Extracted data –

%%

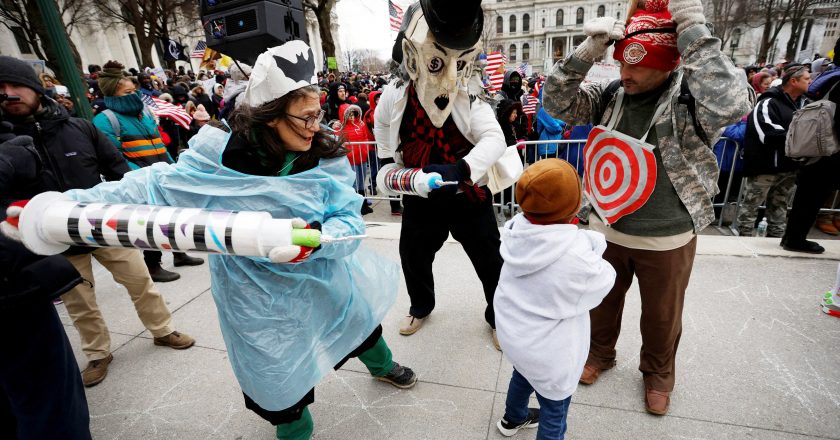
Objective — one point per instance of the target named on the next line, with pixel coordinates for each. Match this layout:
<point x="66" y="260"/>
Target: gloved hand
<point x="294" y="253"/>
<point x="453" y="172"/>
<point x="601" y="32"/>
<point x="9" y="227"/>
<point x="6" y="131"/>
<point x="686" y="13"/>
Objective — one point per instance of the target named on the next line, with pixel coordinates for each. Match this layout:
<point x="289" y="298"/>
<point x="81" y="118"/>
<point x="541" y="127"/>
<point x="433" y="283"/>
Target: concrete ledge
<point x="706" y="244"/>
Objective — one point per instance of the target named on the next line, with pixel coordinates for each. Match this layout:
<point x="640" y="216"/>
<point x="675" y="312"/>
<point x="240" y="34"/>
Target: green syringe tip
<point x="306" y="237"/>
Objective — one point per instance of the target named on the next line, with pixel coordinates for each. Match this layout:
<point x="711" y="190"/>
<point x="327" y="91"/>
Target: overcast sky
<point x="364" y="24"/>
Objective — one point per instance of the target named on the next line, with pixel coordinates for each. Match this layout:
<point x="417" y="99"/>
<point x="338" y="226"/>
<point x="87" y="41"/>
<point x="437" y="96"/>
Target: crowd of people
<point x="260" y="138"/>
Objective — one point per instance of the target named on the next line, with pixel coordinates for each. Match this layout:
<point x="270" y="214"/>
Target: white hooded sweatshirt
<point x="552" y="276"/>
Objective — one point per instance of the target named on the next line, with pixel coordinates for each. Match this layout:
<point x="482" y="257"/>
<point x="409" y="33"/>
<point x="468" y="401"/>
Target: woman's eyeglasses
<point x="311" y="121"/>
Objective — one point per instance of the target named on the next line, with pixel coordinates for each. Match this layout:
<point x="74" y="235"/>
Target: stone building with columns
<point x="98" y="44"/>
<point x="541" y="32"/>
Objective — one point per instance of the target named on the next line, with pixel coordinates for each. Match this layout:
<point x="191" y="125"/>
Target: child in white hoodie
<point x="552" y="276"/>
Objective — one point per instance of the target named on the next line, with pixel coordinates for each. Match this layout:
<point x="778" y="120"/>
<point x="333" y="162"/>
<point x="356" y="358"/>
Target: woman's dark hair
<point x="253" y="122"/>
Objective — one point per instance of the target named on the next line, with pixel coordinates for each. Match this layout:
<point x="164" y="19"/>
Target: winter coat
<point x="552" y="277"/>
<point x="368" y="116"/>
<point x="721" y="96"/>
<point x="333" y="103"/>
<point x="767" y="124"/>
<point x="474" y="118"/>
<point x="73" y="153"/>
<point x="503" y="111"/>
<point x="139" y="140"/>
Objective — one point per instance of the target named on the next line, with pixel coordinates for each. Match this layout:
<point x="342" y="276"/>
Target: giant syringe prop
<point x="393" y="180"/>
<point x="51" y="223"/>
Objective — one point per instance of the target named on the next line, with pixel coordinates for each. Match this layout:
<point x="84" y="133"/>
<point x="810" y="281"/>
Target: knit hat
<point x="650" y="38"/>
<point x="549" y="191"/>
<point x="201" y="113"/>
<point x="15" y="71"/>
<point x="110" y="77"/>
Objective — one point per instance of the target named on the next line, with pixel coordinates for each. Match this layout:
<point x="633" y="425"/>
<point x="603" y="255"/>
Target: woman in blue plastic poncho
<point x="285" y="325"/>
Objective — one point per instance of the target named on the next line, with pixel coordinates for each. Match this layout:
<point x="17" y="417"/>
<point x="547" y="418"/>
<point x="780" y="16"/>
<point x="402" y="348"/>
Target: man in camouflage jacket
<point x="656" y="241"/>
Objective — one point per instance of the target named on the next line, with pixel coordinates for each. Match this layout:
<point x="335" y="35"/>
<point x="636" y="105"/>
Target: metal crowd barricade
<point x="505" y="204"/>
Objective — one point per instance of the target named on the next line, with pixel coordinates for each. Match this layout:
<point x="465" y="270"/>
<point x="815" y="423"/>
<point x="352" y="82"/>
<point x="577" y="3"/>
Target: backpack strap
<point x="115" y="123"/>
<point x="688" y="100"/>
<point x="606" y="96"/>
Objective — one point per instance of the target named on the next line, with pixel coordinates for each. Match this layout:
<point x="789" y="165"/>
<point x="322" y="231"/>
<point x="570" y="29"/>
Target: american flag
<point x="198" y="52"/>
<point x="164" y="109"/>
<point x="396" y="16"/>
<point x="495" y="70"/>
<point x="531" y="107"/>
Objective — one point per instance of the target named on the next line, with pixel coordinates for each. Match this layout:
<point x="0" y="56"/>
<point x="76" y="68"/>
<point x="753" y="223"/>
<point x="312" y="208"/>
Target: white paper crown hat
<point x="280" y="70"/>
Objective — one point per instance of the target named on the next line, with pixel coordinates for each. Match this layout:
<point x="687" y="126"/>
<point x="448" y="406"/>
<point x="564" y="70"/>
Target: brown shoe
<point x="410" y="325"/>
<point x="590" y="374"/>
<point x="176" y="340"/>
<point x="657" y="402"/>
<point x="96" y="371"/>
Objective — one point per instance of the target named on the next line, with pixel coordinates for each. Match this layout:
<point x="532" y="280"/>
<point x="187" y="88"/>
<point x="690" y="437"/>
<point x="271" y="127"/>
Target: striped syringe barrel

%%
%%

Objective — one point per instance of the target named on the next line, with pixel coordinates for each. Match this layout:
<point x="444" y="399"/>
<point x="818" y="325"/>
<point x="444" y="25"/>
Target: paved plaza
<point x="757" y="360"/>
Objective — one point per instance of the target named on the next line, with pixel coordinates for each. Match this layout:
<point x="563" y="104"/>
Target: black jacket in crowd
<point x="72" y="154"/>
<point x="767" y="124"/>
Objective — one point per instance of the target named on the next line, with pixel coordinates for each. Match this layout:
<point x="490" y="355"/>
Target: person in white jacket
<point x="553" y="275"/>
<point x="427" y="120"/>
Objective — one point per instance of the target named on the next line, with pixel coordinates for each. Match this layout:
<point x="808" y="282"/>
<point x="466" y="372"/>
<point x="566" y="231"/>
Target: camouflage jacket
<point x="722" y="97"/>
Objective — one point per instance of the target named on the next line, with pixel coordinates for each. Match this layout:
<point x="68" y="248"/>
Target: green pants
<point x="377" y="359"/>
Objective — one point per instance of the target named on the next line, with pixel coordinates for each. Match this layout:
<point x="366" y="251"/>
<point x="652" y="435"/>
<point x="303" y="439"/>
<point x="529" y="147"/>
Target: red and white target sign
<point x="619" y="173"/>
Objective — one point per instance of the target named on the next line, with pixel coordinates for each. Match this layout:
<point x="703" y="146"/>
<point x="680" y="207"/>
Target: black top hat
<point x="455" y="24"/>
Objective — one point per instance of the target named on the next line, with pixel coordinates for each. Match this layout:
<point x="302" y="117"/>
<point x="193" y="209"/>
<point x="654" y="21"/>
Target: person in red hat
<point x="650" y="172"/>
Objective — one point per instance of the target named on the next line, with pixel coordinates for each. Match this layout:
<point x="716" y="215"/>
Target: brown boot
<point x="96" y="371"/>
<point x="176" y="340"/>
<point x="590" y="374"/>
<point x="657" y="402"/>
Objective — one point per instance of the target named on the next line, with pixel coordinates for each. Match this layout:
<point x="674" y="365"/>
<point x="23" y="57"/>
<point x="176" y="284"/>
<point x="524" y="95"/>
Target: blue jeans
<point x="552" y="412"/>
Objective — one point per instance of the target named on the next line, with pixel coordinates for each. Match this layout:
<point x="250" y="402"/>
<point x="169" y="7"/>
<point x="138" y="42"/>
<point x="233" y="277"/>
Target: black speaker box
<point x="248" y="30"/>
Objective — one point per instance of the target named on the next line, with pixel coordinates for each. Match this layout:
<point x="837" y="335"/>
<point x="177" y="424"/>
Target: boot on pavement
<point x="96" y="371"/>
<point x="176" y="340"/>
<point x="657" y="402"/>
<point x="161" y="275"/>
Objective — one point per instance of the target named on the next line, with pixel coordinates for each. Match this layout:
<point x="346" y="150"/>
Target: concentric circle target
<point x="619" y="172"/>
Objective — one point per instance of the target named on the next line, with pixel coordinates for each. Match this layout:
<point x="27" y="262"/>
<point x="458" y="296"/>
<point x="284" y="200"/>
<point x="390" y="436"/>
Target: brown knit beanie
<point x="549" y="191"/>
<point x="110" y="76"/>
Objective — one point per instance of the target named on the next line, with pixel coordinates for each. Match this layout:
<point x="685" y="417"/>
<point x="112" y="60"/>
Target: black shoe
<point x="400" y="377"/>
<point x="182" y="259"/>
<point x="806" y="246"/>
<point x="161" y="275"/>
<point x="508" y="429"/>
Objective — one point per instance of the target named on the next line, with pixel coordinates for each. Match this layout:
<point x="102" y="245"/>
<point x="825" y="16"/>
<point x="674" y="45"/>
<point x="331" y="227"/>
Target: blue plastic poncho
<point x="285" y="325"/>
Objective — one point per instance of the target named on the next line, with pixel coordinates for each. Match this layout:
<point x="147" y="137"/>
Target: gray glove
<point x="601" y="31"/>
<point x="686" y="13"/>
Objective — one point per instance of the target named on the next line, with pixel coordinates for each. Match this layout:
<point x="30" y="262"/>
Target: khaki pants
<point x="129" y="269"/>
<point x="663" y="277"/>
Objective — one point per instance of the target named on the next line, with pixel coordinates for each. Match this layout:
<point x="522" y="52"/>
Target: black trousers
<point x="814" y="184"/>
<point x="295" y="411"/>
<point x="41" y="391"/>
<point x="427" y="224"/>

%%
%%

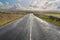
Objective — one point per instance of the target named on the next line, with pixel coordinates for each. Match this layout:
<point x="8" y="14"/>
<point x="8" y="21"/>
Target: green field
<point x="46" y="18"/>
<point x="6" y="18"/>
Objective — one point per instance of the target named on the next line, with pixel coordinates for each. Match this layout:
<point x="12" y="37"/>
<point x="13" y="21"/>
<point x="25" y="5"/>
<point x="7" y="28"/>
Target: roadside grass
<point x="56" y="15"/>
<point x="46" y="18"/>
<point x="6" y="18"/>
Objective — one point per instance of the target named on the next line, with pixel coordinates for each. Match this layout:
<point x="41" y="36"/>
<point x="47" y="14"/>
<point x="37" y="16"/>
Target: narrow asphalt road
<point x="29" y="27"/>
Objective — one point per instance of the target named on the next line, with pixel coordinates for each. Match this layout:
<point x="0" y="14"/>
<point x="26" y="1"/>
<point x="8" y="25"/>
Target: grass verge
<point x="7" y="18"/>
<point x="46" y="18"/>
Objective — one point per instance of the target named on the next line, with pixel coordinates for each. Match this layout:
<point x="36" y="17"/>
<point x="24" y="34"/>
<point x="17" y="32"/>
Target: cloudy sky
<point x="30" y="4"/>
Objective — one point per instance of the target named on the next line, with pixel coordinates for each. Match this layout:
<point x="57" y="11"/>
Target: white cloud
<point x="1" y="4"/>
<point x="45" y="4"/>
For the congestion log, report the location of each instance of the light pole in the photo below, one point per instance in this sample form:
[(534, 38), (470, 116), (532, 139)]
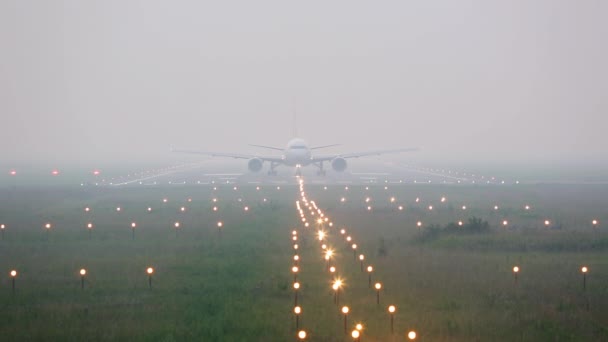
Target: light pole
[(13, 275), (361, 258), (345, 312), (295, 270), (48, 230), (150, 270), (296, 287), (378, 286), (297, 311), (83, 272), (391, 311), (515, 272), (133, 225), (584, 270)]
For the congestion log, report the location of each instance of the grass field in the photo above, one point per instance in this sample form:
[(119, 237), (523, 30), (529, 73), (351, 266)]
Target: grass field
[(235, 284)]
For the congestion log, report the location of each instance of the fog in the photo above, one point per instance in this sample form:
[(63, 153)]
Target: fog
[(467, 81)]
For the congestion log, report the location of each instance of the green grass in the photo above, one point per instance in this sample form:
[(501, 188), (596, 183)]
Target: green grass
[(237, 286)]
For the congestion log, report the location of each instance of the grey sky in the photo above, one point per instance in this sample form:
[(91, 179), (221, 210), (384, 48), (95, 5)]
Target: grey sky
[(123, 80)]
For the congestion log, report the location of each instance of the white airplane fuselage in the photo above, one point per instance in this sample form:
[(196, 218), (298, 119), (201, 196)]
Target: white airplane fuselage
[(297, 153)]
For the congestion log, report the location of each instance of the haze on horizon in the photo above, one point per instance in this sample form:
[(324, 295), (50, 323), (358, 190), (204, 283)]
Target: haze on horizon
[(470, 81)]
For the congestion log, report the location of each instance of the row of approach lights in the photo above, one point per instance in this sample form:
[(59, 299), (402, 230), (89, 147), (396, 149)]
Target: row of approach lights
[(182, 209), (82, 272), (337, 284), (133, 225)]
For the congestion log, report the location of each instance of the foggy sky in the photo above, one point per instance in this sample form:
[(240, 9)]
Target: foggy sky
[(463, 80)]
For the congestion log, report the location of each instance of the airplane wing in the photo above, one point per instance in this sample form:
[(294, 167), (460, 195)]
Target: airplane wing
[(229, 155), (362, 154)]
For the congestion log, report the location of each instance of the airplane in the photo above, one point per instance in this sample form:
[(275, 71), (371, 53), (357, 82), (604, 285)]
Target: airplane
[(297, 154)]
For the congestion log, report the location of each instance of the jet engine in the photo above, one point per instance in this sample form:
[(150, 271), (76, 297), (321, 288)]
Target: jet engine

%%

Exercise – Count the lines of the data above that contain the string "engine", and state only the resulting number.

Answer to the exercise – 2